• _Enunciado da tarefa_: Cite, sem alterações, a passagem do texto sobre a Business Ethics entre "Ela surge em" e "estrutura do capital.", inclusive.

• _Trecho fornecido_:

Ligado a esse movimento mundial, começou a se desenvolver a Business Ethics, que estuda os princípios e as consequências éticas que desempenham papel importante no ambiente dos negócios, e que ganhou relevância desde o escândalo da Enron, que conduziu à elaboração da Lei Sarbanes-Oxley, em 2002. Questões de responsabilidade social das empresas, de relações assimétricas entre elas (ofertas hostis, espionagem industrial, concorrência desleal), de governança corporativa, de relações entre os empregados, direção e clientes de uma empresa, de consequências dos impactos ambientais da atividade empresarial e até questões sobre a redução de erro médico em clínicas e hospitais e o comércio realizado nos níveis de ensino fundamental e médio são questões com as quais lida a Business Ethics.
Ela surge em um contexto em que a pura eficiência econômico-financeira não é mais suficiente, por si só, para determinar o sucesso de uma atividade empresarial, um contexto em que os valores éticos desempenham um papel regulativo tão importante quanto a sustentabilidade financeira, a ponto de redefinir a própria estrutura do capital.
Uma prova disso é a criação, em 2005, pela Bovespa, do índice de sustentabilidade empresarial, que alia critérios econômico-financeiros a critérios de responsabilidade social e ambiental (três elementos que compõem a chamada triple bottom line) e de governança corporativa.

• _Amostra de dados_:
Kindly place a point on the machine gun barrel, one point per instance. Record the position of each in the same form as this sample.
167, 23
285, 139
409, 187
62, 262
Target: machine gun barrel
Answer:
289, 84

• _Resposta do exercício_:
Ela surge em um contexto em que a pura eficiência econômico-financeira não é mais suficiente, por si só, para determinar o sucesso de uma atividade empresarial, um contexto em que os valores éticos desempenham um papel regulativo tão importante quanto a sustentabilidade financeira, a ponto de redefinir a própria estrutura do capital.